The Life Experience ~ Winter '11

What I Learned Since The Winter Solstice:
  • Clarence “Ducky” Nash not only voiced Donald Duck in English; he also did the voice on all the dubbed shorts Disney made so that the voice would remain consistently unintelligible across all languages.
  • Before she became a TV cook show hostess, Julia Child INVENTED SHARK REPELLENT.
  • Shakira sings very differently in English than she does in Spanish—to an amazing degree. In English, she sounds like so many other Madonna clones; in Spanish she’s got that rich and confident voice. I’d never listened to one of her songs’ English and Spanish versions back-to-back before, but it’s amazing how different it is.
  • Drawing something that looks like text without being legible is called “Greeking”—the written equivalent of “rhubarb.”
  • Generally speaking, the human brain can only really count up to 4 at a glance. Numbers beyond that slow us down.
  • Cookie Monster’s name in Hindu Hindi is Biscuit Badsha.
  • BONUS EDIT WITH NEW LEARNED THING: Hindi is the language; Hindu is the religion.  I never was really sure of the difference in the terms.  Thanks, [livejournal.com profile] sriti !
  • It’s incredibly convenient to have a portable musical instrument to carry around and practice when you’ve got a few minutes, instead of having something too huge to lug around.
  • There is an explanation for my complete inability to ever adhere to the crazy raw food diet so many of our library patrons seem to be interested in starting up: Oral Allergy Syndrome. (I’m sure those raw food books would assure me that I wouldn’t have this syndrome if I just ate enough raw food to detox, but fuck ’em.)

§ Exercise goal
Please write out the part of the winter solstice list above starting at "What I Learned" and ending at "INVENTED SHARK REPELLENT.".

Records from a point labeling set
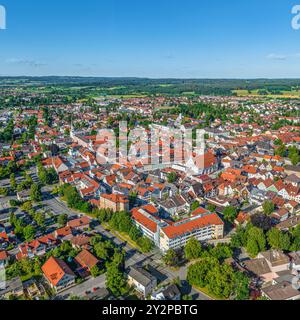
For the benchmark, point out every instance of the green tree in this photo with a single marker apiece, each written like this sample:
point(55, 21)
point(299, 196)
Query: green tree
point(95, 271)
point(268, 207)
point(116, 280)
point(35, 193)
point(13, 183)
point(29, 233)
point(145, 244)
point(62, 219)
point(170, 258)
point(278, 239)
point(195, 205)
point(230, 213)
point(172, 177)
point(256, 241)
point(193, 249)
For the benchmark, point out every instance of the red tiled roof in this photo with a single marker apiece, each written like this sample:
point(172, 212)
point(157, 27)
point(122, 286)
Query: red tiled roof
point(180, 229)
point(54, 270)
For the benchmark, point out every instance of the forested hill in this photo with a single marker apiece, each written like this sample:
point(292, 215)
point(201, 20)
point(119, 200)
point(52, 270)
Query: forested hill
point(160, 86)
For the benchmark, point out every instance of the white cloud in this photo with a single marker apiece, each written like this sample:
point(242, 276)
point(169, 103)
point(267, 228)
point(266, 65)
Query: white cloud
point(274, 56)
point(26, 62)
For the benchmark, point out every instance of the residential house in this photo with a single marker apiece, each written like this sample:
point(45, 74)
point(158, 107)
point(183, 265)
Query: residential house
point(170, 293)
point(141, 280)
point(58, 274)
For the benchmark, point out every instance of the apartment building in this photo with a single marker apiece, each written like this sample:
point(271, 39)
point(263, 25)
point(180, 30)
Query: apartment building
point(114, 202)
point(202, 225)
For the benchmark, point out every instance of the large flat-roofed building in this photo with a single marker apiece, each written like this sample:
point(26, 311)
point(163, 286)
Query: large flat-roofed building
point(205, 226)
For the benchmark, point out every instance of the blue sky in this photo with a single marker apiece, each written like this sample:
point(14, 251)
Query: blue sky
point(150, 38)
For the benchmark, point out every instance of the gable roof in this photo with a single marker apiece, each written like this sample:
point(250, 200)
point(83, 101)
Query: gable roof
point(55, 269)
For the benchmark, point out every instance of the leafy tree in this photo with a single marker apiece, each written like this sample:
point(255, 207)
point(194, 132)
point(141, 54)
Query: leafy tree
point(29, 232)
point(35, 193)
point(211, 207)
point(13, 183)
point(193, 249)
point(230, 213)
point(195, 205)
point(62, 219)
point(172, 177)
point(256, 241)
point(170, 258)
point(134, 233)
point(262, 221)
point(281, 151)
point(145, 244)
point(241, 282)
point(268, 207)
point(26, 206)
point(221, 251)
point(95, 271)
point(115, 280)
point(101, 250)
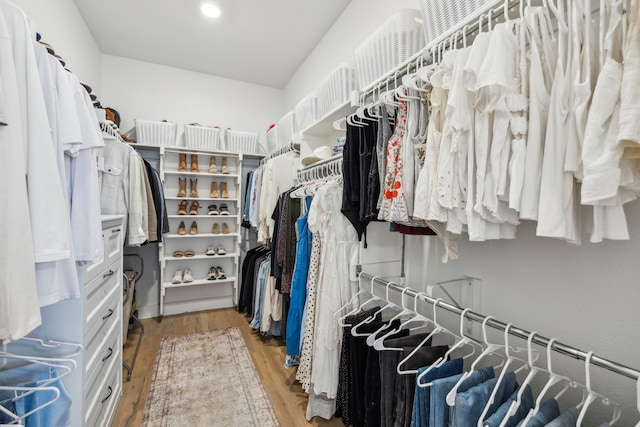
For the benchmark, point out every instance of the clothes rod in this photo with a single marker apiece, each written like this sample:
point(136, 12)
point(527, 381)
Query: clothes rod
point(515, 331)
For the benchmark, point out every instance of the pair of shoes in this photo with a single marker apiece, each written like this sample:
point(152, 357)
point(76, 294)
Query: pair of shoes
point(193, 210)
point(179, 254)
point(182, 230)
point(180, 277)
point(182, 187)
point(216, 273)
point(214, 169)
point(211, 250)
point(216, 228)
point(213, 209)
point(224, 193)
point(182, 163)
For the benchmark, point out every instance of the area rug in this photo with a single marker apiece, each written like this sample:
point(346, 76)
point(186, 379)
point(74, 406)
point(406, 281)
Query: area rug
point(206, 379)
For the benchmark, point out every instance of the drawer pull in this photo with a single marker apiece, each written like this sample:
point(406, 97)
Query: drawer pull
point(108, 355)
point(108, 315)
point(108, 396)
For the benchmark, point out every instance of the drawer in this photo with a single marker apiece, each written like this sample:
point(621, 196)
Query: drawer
point(100, 330)
point(103, 392)
point(99, 350)
point(112, 243)
point(97, 293)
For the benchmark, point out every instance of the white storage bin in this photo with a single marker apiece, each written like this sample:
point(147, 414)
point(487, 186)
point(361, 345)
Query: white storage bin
point(307, 111)
point(202, 137)
point(241, 142)
point(438, 16)
point(286, 128)
point(391, 45)
point(272, 138)
point(336, 89)
point(149, 132)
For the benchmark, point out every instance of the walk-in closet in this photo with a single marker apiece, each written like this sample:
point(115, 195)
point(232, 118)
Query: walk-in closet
point(368, 213)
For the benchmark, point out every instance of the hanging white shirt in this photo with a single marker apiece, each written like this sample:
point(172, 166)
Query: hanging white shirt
point(49, 222)
point(19, 314)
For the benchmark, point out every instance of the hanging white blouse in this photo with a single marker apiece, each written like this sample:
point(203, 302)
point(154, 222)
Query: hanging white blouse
point(543, 59)
point(19, 312)
point(49, 219)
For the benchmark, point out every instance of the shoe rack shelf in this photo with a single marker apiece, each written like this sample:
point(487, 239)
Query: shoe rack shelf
point(200, 188)
point(201, 282)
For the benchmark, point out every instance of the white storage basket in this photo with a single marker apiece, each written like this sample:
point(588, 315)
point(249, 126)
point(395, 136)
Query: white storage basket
point(241, 142)
point(336, 89)
point(149, 132)
point(391, 45)
point(202, 137)
point(307, 111)
point(286, 128)
point(272, 138)
point(438, 16)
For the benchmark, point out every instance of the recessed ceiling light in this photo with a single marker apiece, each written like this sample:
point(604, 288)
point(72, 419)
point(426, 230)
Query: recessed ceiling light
point(210, 10)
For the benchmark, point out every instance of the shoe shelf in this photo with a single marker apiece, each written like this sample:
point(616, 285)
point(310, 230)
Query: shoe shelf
point(204, 184)
point(203, 174)
point(200, 256)
point(200, 199)
point(187, 217)
point(199, 282)
point(201, 235)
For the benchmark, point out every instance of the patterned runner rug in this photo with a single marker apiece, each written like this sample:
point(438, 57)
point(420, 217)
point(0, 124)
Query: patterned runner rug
point(207, 379)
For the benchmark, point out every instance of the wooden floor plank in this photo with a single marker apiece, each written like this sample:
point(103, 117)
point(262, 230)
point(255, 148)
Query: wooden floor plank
point(286, 395)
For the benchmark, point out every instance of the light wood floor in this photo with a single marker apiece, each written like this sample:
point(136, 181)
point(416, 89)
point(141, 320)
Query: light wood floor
point(287, 397)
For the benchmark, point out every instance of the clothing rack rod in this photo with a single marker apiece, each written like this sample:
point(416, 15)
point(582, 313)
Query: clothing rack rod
point(557, 346)
point(290, 147)
point(469, 25)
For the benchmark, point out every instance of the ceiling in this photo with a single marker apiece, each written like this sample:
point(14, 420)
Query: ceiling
point(256, 41)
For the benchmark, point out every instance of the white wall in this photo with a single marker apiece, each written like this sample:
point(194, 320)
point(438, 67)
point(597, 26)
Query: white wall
point(586, 296)
point(61, 25)
point(141, 90)
point(358, 21)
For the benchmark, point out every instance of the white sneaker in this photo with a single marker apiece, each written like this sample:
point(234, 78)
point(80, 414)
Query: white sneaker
point(177, 277)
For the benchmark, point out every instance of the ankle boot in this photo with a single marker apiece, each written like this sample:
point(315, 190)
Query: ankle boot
point(193, 210)
point(225, 169)
point(194, 187)
point(212, 165)
point(194, 228)
point(194, 163)
point(182, 184)
point(182, 229)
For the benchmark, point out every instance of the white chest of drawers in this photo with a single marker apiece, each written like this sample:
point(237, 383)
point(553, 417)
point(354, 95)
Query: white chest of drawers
point(95, 322)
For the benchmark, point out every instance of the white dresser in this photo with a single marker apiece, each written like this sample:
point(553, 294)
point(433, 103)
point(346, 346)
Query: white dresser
point(95, 322)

§ In response
What I Learned Since The Winter Solstice:
  • Clarence “Ducky” Nash not only voiced Donald Duck in English; he also did the voice on all the dubbed shorts Disney made so that the voice would remain consistently unintelligible across all languages.
  • Before she became a TV cook show hostess, Julia Child INVENTED SHARK REPELLENT.